- [Directive]
Pick out each line of the records below that contains the string "instance", and copy those lines unchanged.

- [Given data]

/---

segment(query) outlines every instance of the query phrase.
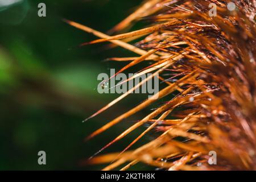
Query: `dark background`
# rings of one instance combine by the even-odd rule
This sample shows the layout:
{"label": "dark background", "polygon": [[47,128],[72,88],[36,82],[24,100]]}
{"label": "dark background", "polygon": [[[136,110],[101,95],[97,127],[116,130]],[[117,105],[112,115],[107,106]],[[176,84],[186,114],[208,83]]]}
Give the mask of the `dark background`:
{"label": "dark background", "polygon": [[[79,48],[97,38],[62,19],[106,32],[142,2],[20,0],[0,6],[0,169],[93,170],[105,166],[79,163],[142,119],[150,108],[89,142],[84,138],[146,97],[133,94],[87,122],[82,121],[118,96],[98,93],[97,76],[126,63],[102,61],[136,55],[121,48],[105,50],[106,43]],[[38,16],[40,2],[46,4],[46,18]],[[143,26],[140,23],[133,28]],[[143,127],[102,154],[122,151]],[[148,140],[145,137],[132,148]],[[38,164],[40,150],[46,152],[46,166]],[[132,169],[150,168],[139,164]]]}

\---

- [Response to the exercise]
segment(query) outlines every instance of the query phrase.
# rings of one instance combine by the even-odd rule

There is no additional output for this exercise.